══ Selected passage ══

Interesting that despite you mentioning the American strategic tradition not going back centuries, it is generally considered (including in this post) that ancient "western" conflicts like the Peloponnesian war are still part of its pedigree. By virtue of being a part of western civilization alone despite being so far removed from American soil in time or place? While it seems all the Chinese examples still generally stick to having to do with Chinese locations(even if not with current political boundaries).

By what reasoning does one place battles or historical conflicts within any one country's "tradition", especially for New World countries? Is it some kind of "cultural" genealogy? I can see some rationale for European history and classical antiquity as part of American history by virtue of being a predominately a European-derived tradition, as opposed to say pre-colonial Chinese or Indian or African battles (even if there are millions of African- and Asian-Americans whose ancestors may have took part in them centuries ago). But then, many modern conflicts like say WWII could arguably be part of the heritage of the majority of countries on Earth, and on all inhabited continents (including Europe's colonies). Is it also that a battle may not have taken place on a modern country's soil but is still remembered as being influential to the country's cultural ancestors?. What about technology? Does the chariot's invention in the Middle Eastern region, gunpowder's discovery in China, or airplane's invention in the US make tie any battle using these items back to those nations' lands today? If it is about tactics, couldn't any country study the historical battles of any other country for inspiration? After all, there have got to be commonalities among conflicts worldwide, especially at similar levels of technological progress, social organization etc. Does all of European (and classical Greek or Roman) military history become part of say, Japan's pedigree since Japan learned a lot about modernizing from Europe?

I wonder how useful it is to think of terms of countries "owning" a tradition that includes those battles taking place on their soil or that are remembered most in the collective memory. Also, I get the sense that like for many things (eg. pop culture, where American pop culture is "global", and other country's cultures are "local"), it seems that people often seem to think that the American can draw from anywhere (perhaps by virtue of being a new country) for inspiration while the denizens of modern India will draw from ancient India, or modern China from ancient China, etc. for cultural/historical inspiration, even if modernization and globalization, and influence from afar affects them too.

═══

§ **Set exercise 1**
Gather every line in the rows below that contains the string "cliff". Case counts.

══ The input ══

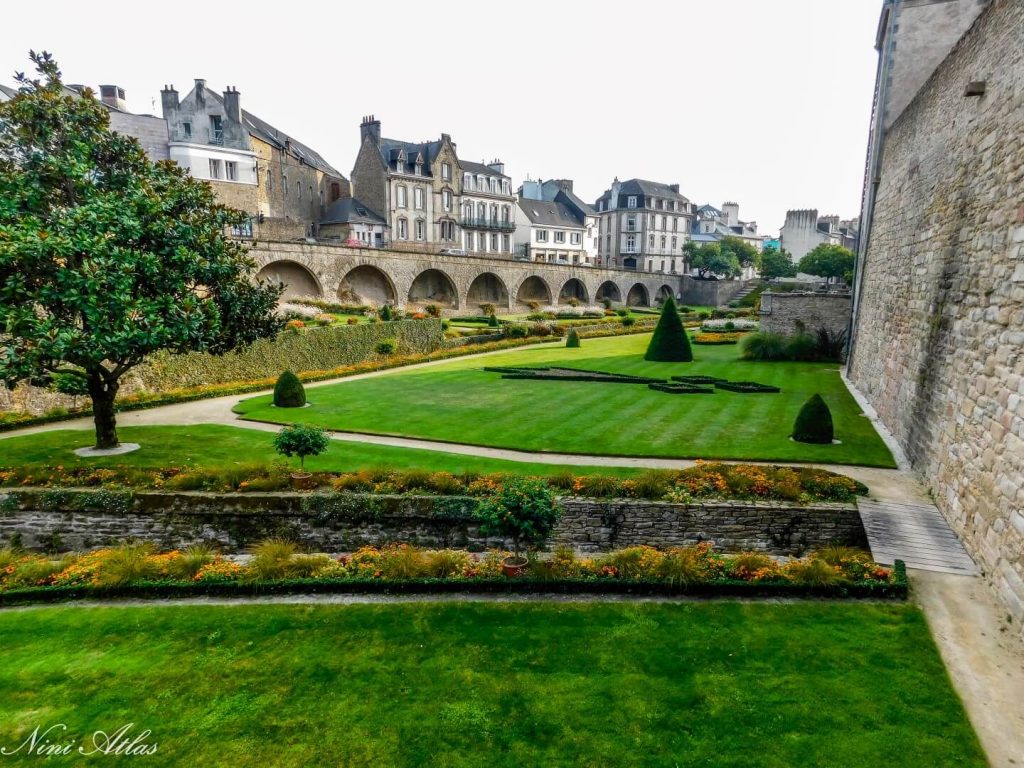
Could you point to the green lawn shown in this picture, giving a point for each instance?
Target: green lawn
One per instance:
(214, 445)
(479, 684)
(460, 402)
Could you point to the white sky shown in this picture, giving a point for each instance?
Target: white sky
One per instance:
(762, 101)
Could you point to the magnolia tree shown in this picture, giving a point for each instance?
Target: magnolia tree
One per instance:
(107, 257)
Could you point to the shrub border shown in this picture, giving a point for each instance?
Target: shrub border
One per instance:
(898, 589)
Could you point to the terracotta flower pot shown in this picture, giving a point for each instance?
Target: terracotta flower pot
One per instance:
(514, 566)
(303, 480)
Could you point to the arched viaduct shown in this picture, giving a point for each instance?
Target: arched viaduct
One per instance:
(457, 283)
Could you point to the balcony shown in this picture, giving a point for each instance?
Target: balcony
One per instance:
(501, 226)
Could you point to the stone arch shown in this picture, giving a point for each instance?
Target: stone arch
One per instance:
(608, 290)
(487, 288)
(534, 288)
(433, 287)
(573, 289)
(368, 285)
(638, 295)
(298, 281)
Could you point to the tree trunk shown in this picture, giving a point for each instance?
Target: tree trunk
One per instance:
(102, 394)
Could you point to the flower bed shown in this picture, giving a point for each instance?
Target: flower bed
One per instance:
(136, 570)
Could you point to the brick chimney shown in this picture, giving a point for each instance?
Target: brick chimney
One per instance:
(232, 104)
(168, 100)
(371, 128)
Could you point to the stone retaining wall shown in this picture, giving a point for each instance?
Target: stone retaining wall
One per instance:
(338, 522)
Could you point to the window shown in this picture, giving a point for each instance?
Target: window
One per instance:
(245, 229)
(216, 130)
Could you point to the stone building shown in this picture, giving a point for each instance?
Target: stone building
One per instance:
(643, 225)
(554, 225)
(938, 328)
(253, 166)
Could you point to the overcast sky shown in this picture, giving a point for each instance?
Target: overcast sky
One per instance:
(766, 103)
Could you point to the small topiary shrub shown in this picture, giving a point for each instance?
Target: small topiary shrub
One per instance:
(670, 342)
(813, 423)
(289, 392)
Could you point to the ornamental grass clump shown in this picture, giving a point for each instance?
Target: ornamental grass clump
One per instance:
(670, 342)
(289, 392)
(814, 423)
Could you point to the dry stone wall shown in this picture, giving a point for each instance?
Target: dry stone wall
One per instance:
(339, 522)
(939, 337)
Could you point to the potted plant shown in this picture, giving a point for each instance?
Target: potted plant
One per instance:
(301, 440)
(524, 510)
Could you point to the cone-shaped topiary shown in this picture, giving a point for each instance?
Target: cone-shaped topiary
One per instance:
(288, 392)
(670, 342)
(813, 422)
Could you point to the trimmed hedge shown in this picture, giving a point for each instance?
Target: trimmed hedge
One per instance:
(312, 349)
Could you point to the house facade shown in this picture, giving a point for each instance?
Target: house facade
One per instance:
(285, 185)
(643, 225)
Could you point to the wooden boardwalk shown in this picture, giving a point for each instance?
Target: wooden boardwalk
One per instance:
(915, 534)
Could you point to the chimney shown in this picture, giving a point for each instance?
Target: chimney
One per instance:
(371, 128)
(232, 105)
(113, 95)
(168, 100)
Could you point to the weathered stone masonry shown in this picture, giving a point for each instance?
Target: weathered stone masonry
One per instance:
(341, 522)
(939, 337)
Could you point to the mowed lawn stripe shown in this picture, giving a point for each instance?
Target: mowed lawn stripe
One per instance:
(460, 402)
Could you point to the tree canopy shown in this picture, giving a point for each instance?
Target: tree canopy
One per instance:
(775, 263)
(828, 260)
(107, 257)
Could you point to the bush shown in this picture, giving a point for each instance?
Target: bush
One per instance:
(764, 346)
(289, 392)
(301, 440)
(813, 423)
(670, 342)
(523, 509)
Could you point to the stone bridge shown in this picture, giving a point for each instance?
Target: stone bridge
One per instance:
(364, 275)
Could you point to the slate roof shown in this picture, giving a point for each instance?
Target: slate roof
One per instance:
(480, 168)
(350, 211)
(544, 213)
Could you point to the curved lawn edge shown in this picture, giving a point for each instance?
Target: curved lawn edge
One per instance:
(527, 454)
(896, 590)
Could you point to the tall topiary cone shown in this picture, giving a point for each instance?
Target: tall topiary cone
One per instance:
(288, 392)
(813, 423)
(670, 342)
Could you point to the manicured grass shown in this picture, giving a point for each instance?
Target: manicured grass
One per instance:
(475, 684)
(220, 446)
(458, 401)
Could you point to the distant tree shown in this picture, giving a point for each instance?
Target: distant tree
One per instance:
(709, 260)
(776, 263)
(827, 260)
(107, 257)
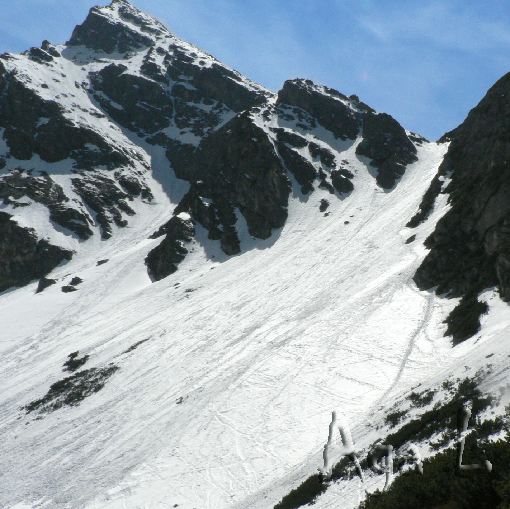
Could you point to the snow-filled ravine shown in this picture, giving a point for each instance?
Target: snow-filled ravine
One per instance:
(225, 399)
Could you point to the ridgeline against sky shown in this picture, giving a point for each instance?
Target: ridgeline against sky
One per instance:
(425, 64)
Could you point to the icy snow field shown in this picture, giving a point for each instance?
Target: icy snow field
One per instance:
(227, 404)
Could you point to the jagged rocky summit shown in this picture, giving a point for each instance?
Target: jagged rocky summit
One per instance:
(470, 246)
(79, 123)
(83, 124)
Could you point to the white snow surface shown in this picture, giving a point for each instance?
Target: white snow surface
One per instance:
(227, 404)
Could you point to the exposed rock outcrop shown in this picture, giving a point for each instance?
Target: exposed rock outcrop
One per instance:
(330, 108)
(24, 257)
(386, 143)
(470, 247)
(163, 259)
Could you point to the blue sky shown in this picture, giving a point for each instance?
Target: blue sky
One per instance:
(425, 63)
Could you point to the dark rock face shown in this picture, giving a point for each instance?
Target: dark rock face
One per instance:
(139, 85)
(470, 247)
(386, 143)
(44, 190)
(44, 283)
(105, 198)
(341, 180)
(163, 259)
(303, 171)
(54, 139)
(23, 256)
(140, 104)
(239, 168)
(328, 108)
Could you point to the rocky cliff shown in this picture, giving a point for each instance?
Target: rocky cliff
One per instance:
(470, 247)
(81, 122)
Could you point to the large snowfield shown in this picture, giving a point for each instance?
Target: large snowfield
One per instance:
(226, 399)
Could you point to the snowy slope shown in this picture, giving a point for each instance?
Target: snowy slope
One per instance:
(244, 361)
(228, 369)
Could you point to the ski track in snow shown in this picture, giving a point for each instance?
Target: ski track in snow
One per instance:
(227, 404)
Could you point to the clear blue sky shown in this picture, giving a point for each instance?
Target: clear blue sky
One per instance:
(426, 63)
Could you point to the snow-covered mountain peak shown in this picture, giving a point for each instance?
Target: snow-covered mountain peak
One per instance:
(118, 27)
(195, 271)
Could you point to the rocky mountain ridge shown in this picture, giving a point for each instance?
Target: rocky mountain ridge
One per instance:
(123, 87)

═══

§ **Set exercise 2**
In the comment on strategic traditions, which three inventions are named along with the place each one came from?

§ **Reply 1**
Could you point to the rocky cliff shown in this picture, giving a point for each instance?
Target: rocky cliff

§ **Reply 2**
The chariot came from the Middle Eastern region, gunpowder from China, and the airplane from the US.